*Raw data*

= Beginning of Section =

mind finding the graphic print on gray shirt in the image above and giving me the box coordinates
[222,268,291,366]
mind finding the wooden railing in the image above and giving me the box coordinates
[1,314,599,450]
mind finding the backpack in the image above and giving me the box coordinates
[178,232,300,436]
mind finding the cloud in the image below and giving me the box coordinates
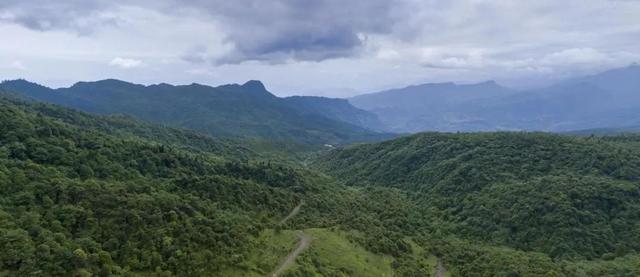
[1,0,640,94]
[10,60,26,70]
[540,48,613,66]
[1,0,405,63]
[109,57,142,68]
[165,0,403,64]
[0,0,118,35]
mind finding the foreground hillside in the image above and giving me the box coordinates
[0,79,390,145]
[315,132,640,275]
[0,95,315,275]
[0,96,437,276]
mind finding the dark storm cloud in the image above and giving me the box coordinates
[0,0,403,62]
[0,0,117,35]
[165,0,403,63]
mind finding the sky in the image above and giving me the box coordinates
[1,0,639,97]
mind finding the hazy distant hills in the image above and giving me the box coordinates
[350,65,640,133]
[0,79,390,145]
[2,64,638,142]
[284,96,386,131]
[350,80,517,132]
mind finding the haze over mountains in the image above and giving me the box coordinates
[350,64,640,133]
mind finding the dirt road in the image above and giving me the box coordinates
[278,201,303,226]
[435,258,447,277]
[271,232,311,277]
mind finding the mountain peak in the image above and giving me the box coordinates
[479,80,497,85]
[241,80,267,92]
[1,79,44,87]
[69,79,141,91]
[0,79,53,93]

= End of Section =

*Exercise objective*
No image belongs in the copy. Transcribe the full listing verbatim.

*Output for this exercise*
mind finding the graphic print on gray shirt in the image above and giving me the box coordinates
[222,268,291,366]
mind finding the wooden railing in the image above and giving me the box coordinates
[1,314,599,450]
mind finding the backpack in the image above and giving me the box coordinates
[178,232,300,436]
mind finding the cloud in the image below and giving me the box coordinates
[1,0,640,94]
[10,60,26,70]
[540,48,613,66]
[1,0,405,63]
[109,57,142,68]
[165,0,403,64]
[0,0,118,35]
mind finding the foreground hillside in the image above and giving me the box coordinates
[0,79,390,145]
[315,132,640,275]
[0,95,315,275]
[0,96,437,276]
mind finding the dark storm cloud in the image above and giving me the box coordinates
[0,0,403,62]
[0,0,117,35]
[165,0,403,63]
mind finding the sky in the image above and giving me the box coordinates
[1,0,639,97]
mind finding the hazy distant hills in the image above and giving me the box coordinates
[350,65,640,133]
[0,79,390,145]
[2,64,638,142]
[284,96,386,131]
[350,80,517,132]
mind finding the haze over mountains in the image above and giving me the box coordinates
[350,64,640,133]
mind finding the dirt road in the image above and giving me the box coordinates
[278,201,303,226]
[435,258,447,277]
[271,232,311,277]
mind finding the mountain peak in the image above and giving me the box coordinates
[479,80,497,85]
[241,80,267,92]
[1,79,44,87]
[69,79,141,91]
[0,79,53,93]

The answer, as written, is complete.